Reproduce the items word for word, from their very first line through the line containing "90L113 154L125 150L140", both ends included. Leave the pictures out of your copy.

— START RAW RECORDS —

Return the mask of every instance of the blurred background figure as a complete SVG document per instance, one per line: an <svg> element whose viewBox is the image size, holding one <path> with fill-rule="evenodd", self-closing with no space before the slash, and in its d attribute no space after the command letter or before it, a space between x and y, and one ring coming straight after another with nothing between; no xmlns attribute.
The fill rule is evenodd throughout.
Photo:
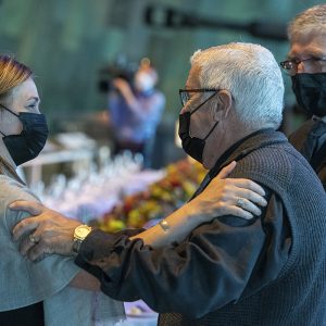
<svg viewBox="0 0 326 326"><path fill-rule="evenodd" d="M109 90L113 154L125 150L140 153L145 167L151 167L155 131L165 105L156 83L158 72L142 59L131 80L117 77Z"/></svg>

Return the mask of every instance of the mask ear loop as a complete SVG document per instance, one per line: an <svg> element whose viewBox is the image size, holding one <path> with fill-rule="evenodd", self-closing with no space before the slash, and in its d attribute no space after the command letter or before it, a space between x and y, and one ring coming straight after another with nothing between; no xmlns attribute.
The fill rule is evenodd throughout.
<svg viewBox="0 0 326 326"><path fill-rule="evenodd" d="M212 127L212 129L210 130L209 135L208 135L203 140L206 140L206 139L210 137L210 135L213 133L213 130L215 129L215 127L217 126L218 123L220 123L220 121L216 121L216 122L215 122L215 124L214 124L214 126Z"/></svg>
<svg viewBox="0 0 326 326"><path fill-rule="evenodd" d="M10 109L8 109L7 106L4 106L3 104L0 104L1 108L3 108L5 111L12 113L13 115L15 115L16 117L20 117L18 114L14 113L13 111L11 111ZM1 133L1 131L0 131Z"/></svg>

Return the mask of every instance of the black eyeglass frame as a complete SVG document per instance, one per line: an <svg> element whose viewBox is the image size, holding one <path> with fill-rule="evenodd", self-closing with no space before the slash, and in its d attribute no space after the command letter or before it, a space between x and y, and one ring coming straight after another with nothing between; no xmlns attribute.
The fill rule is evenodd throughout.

— END RAW RECORDS —

● **WRITTEN RESPONSE**:
Return the mask of every instance of the blurred background figure as a complete SVG document per instance, one per line: an <svg> element whose viewBox is the image size, holding one <path> with fill-rule="evenodd", self-closing with no space before the slash, and in its d attribute no space after the command letter or before it, a space between x and y, and one ring coming straight after another with nothing between; no xmlns attribute.
The fill rule is evenodd throughout.
Photo:
<svg viewBox="0 0 326 326"><path fill-rule="evenodd" d="M109 90L113 154L125 150L140 153L145 167L151 167L155 131L165 105L156 83L158 72L142 59L131 80L117 77Z"/></svg>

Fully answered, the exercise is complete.